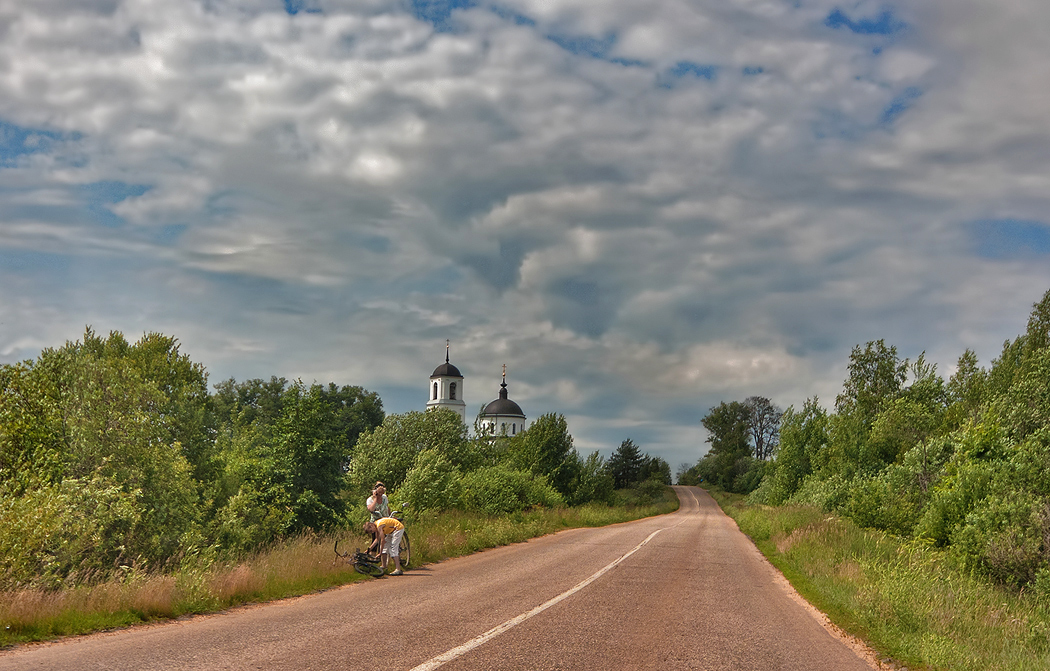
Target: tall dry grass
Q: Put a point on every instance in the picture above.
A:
(911, 602)
(297, 566)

════════════════

Brief
Your answer should be an exact copy of the records above, with no pictures in it.

Answer to the problem
Target: tall dry grass
Q: Put a point on every instance in the picture above.
A:
(911, 602)
(297, 566)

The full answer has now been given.